Work instructions: Omit every picture, then give all the entries again exactly.
## Start Records supplied
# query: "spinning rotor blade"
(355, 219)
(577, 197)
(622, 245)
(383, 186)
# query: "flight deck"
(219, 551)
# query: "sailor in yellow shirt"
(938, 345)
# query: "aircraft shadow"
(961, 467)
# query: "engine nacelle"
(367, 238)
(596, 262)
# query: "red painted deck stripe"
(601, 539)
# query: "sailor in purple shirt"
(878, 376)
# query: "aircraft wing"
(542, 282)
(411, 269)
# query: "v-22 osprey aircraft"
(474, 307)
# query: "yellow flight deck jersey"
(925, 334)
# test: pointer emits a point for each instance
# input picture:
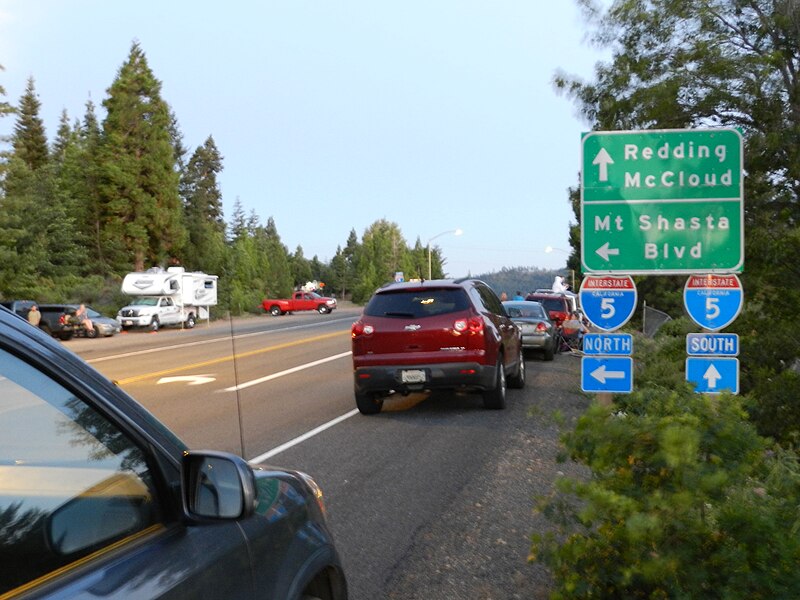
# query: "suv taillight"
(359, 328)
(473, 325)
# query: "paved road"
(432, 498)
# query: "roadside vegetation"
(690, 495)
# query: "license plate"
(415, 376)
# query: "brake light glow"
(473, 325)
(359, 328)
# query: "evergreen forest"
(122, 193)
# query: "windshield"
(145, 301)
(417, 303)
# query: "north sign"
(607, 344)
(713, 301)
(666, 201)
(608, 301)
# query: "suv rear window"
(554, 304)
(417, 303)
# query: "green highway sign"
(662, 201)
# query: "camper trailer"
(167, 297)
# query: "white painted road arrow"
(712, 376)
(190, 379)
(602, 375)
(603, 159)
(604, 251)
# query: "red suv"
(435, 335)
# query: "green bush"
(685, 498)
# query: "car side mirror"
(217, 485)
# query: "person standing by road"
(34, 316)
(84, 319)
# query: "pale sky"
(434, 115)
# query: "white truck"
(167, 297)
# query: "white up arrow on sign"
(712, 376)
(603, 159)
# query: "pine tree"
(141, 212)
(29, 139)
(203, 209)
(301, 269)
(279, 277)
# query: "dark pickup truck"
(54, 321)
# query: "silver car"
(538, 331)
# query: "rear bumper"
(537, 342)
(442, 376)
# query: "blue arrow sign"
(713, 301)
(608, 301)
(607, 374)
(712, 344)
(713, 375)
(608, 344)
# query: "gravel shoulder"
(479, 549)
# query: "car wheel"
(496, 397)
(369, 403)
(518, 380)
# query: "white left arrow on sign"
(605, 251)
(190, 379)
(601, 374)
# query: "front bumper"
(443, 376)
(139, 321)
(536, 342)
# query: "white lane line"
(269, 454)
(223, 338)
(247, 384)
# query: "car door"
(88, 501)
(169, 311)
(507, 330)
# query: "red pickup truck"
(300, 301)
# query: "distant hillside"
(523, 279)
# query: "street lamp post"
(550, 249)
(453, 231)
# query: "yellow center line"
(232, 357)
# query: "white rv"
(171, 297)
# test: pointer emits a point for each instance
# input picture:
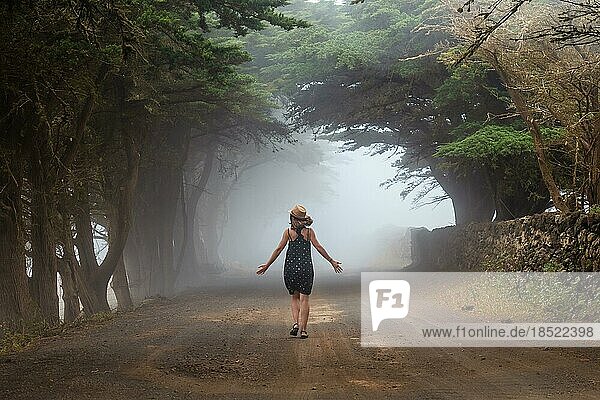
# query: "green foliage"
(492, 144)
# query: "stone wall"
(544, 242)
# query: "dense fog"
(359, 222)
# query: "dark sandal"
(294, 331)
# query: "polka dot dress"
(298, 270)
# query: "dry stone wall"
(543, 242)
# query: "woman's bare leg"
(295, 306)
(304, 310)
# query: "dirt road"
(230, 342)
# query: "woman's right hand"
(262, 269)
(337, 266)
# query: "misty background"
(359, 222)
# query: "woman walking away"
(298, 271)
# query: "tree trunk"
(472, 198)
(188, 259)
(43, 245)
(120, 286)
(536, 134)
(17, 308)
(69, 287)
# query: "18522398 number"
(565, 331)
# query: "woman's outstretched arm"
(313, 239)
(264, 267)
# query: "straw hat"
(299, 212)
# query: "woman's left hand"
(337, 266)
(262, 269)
## End Records supplied
Answer:
# query: "spinning rotor blade"
(355, 219)
(577, 197)
(622, 245)
(383, 186)
# query: "flight deck"
(219, 551)
# query: "sailor in yellow shirt"
(938, 345)
# query: "aircraft shadow"
(961, 467)
# query: "engine nacelle"
(367, 238)
(596, 262)
# query: "red painted deck stripe"
(601, 539)
# query: "sailor in purple shirt"
(878, 376)
# query: "aircraft wing"
(542, 282)
(411, 269)
# query: "v-22 osprey aircraft"
(474, 307)
# query: "yellow flight deck jersey"
(925, 334)
# test: pointer emits a point for each instance
# input picture:
# query: "suv taillight"
(359, 328)
(473, 325)
# query: "paved road"
(432, 498)
# query: "roadside vegetation"
(690, 495)
# query: "license plate"
(415, 376)
# query: "brake light glow"
(473, 325)
(359, 328)
# query: "evergreen forest"
(122, 193)
# query: "windshield"
(145, 301)
(417, 303)
# query: "north sign"
(607, 344)
(713, 301)
(666, 201)
(608, 301)
# query: "suv rear window"
(554, 304)
(417, 303)
# query: "green highway sign"
(662, 201)
# query: "camper trailer"
(167, 297)
# query: "white painted road arrow"
(712, 376)
(190, 379)
(602, 375)
(603, 159)
(604, 251)
# query: "red suv"
(435, 335)
# query: "green bush"
(685, 498)
# query: "car side mirror"
(217, 485)
# query: "person standing by road"
(34, 316)
(84, 319)
# query: "pale sky"
(434, 115)
# query: "white truck"
(167, 297)
# query: "white up arrow on sign"
(712, 376)
(603, 159)
# query: "pine tree"
(141, 212)
(29, 139)
(203, 209)
(301, 269)
(279, 277)
# query: "dark pickup truck"
(54, 321)
# query: "silver car"
(538, 331)
# query: "rear bumper"
(537, 342)
(442, 376)
# query: "blue arrow sign"
(713, 301)
(608, 301)
(607, 374)
(712, 344)
(713, 375)
(608, 344)
# query: "gravel shoulder"
(479, 549)
# query: "car wheel"
(496, 397)
(369, 403)
(518, 380)
# query: "white left arrow on sign"
(605, 251)
(190, 379)
(601, 374)
# query: "front bumper"
(443, 376)
(139, 321)
(536, 342)
# query: "white lane line"
(269, 454)
(223, 338)
(247, 384)
# query: "car door"
(88, 501)
(169, 311)
(507, 330)
# query: "red pickup truck"
(300, 301)
# query: "distant hillside"
(523, 279)
# query: "street lamp post"
(550, 249)
(453, 231)
# query: "yellow center line"
(232, 357)
# query: "white rv"
(171, 297)
# test: pointer emits a point for each instance
# input picture:
# query: "green foliage"
(492, 144)
# query: "stone wall"
(544, 242)
# query: "dense fog"
(359, 222)
# query: "dark sandal"
(294, 331)
# query: "polka dot dress"
(298, 270)
# query: "dry stone wall"
(543, 242)
# query: "woman's bare leg"
(295, 306)
(304, 310)
# query: "dirt road"
(230, 342)
# query: "woman's right hand"
(262, 269)
(337, 266)
# query: "misty background"
(359, 222)
# query: "woman walking away"
(298, 271)
# query: "tree trunk"
(472, 198)
(188, 259)
(43, 245)
(120, 286)
(536, 134)
(17, 308)
(69, 287)
# query: "18522398 number"
(565, 331)
# query: "woman's outstretched arm"
(313, 239)
(264, 267)
# query: "straw hat"
(299, 212)
# query: "woman's left hand"
(337, 266)
(262, 269)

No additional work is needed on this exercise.